- **EXERCISES TO COMPLETE**:
[A] In the Seligman Baer Bamberger text, please copy the passage from "Seligman Baer (Isaac" up to and including "the Würzburger Rav.", swapping "Talmudist" for "Talmudic scholar".
[B] List every rabbi named in the Seligman Baer Bamberger text other than Bamberger himself.
[C] According to the Seligman Baer Bamberger text, why did Bamberger not enter the rabbinate after receiving semicha?
(TEXT begins)
Seligman Baer (Isaac Dov) Bamberger (born Wiesenbronn, near Kitzingen, Bavaria, 6 November 1807; died Würzburg 13 October 1878) was a Talmudist and a leader of Orthodox Judaism in Germany. Between 1840 and his death he served as rabbi of Würzburg, and is therefore often referred to by his position as the Würzburger Rav.

==Life==
He commenced his yeshiva studies in Fürth at the age of fifteen, under Rabbis Wolf Hamburger and Judah Leib Halberstadt. Five years later he received semicha (rabbinic ordination), but did not enter the rabbinate because a university degree was required for that in 19th-century Germany. He opened a general business store in Kitzingen. The store was not successful (possibly because Bamberger preferred to spend as much time as possible studying Talmud). He married two years later, to the daughter of Rabbi Seckel Wormser of Fulda.
(TEXT ends)
(LISTED RECORDS begins)
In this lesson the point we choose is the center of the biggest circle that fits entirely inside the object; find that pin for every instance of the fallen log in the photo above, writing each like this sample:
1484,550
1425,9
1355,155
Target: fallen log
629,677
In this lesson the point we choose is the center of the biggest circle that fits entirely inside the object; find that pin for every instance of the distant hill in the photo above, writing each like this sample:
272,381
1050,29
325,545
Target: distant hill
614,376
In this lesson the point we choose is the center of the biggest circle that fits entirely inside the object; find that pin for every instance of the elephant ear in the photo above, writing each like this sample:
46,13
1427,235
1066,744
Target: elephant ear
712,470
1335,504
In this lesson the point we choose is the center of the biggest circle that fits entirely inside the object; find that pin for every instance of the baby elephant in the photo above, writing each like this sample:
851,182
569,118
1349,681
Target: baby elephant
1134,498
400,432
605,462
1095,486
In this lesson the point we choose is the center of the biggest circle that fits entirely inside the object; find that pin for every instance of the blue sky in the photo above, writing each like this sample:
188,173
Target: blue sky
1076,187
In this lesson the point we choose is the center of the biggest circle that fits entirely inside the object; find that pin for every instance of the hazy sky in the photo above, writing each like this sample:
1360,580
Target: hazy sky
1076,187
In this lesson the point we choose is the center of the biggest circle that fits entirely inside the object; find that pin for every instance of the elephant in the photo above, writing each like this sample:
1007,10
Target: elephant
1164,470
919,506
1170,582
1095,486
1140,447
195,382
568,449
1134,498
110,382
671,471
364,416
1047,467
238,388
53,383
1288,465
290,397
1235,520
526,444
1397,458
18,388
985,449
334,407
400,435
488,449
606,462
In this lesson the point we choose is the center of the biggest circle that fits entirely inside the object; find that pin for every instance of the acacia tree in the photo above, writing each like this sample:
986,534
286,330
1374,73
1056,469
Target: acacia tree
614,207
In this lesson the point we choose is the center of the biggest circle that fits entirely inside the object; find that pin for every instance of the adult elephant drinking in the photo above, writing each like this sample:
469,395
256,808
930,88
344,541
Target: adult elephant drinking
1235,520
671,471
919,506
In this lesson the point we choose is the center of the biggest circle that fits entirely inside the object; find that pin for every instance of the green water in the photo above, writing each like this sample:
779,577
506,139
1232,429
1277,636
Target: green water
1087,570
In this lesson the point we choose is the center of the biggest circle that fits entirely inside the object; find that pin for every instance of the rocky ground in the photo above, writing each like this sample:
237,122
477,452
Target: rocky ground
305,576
(LISTED RECORDS ends)
- **TASK-BY-TASK SOLUTIONS**:
[A]
Seligman Baer (Isaac Dov) Bamberger (born Wiesenbronn, near Kitzingen, Bavaria, 6 November 1807; died Würzburg 13 October 1878) was a Talmudic scholar and a leader of Orthodox Judaism in Germany. Between 1840 and his death he served as rabbi of Würzburg, and is therefore often referred to by his position as the Würzburger Rav.

[B]
Wolf Hamburger
Judah Leib Halberstadt
Seckel Wormser

[C] A university degree was required to enter the rabbinate in 19th-century Germany.